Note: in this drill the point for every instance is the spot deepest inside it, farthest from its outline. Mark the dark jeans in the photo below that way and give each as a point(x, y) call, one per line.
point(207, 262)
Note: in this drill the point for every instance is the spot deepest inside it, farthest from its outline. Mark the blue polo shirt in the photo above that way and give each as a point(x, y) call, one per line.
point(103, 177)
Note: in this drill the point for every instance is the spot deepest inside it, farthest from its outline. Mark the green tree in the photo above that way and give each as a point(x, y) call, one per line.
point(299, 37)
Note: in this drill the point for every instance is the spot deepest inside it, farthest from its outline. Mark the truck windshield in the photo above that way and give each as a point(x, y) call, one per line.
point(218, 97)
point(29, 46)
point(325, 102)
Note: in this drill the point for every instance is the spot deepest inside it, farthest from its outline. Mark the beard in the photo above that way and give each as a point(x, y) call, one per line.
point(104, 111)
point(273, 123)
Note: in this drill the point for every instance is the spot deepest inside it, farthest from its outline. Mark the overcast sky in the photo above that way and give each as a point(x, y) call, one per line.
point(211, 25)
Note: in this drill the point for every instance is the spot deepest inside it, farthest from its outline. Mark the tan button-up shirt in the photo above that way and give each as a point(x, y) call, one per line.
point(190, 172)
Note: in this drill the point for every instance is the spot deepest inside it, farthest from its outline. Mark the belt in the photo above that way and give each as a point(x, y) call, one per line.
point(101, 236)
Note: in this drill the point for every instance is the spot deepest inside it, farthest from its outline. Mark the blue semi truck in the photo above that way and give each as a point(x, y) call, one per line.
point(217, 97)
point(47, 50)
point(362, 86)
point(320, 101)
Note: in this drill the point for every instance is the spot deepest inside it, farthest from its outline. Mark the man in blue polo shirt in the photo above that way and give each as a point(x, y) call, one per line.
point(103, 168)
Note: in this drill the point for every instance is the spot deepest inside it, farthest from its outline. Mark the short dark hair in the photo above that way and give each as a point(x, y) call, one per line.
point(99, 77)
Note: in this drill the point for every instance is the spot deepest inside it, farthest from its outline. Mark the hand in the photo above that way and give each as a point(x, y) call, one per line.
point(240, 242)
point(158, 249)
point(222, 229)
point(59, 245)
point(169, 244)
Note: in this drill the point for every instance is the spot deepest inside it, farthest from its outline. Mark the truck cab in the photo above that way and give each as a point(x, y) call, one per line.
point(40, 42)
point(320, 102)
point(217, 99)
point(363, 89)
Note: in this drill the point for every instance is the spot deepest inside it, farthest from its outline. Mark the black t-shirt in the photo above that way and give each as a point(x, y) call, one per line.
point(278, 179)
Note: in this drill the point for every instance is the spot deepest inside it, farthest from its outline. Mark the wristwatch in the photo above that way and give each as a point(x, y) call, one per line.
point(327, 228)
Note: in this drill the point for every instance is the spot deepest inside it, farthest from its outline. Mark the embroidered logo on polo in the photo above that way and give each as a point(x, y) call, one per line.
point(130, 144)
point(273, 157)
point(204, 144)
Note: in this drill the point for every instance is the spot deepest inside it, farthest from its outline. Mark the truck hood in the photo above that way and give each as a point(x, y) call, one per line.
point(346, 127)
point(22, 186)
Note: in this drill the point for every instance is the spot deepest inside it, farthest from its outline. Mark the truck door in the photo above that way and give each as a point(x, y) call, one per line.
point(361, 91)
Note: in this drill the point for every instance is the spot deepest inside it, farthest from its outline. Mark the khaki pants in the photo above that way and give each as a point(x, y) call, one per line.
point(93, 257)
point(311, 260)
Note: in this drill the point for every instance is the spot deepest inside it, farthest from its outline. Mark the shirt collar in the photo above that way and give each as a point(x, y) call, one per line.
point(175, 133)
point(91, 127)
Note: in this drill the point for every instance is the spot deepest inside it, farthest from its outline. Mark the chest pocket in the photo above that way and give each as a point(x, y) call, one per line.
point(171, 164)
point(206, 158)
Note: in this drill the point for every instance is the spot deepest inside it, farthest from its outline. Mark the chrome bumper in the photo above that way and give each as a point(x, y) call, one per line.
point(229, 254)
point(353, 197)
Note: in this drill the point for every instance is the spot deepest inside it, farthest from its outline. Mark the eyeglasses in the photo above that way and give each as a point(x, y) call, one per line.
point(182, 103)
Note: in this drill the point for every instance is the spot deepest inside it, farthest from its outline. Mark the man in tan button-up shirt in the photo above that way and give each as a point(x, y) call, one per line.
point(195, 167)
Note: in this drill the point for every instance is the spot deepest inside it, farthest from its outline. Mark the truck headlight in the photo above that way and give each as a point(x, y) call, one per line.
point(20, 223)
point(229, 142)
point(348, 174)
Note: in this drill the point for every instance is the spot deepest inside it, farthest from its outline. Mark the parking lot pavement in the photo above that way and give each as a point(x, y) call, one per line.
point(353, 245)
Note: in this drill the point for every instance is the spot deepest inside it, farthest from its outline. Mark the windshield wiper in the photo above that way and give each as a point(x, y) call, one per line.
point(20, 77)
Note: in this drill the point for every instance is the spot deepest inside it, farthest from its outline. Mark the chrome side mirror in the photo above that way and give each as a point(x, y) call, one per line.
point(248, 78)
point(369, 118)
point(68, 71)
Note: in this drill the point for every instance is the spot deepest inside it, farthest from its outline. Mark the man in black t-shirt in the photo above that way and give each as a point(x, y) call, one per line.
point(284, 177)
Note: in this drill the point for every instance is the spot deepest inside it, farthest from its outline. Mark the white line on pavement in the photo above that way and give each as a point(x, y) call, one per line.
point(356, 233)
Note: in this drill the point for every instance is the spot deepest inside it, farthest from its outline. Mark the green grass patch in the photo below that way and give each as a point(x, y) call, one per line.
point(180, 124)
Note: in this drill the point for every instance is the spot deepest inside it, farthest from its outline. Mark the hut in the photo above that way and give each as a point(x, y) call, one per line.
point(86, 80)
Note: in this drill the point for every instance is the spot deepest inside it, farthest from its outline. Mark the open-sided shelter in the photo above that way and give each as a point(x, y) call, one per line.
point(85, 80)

- **Activity**
Exactly the lines from the one containing "Mark the white" through the last line of the records are to be transcribed, both endpoints included.

- **Output below**
Note: in this drill the point for every instance is the spot deepest inside it, farthest from its outline. Mark the white line on pavement in the photo above that way and give each as a point(x, y) call, one per line.
point(356, 233)
Note: in this drill the point for every instance is the spot deepest inside it, farthest from its outline. Mark the green grass patch in the photo below that way and give each as a point(x, y) call, one per line.
point(180, 124)
Note: in this drill the point for every instance is the spot deepest inside it, farthest from its outline. Mark the hut in the photo above that way and give each as a point(x, y) call, one per line.
point(86, 80)
Note: in this drill the point for every instance is the spot deepest inside it, farthest from its outline. Mark the open-sided shelter in the photo above that way and give each as a point(x, y) call, one per line.
point(85, 80)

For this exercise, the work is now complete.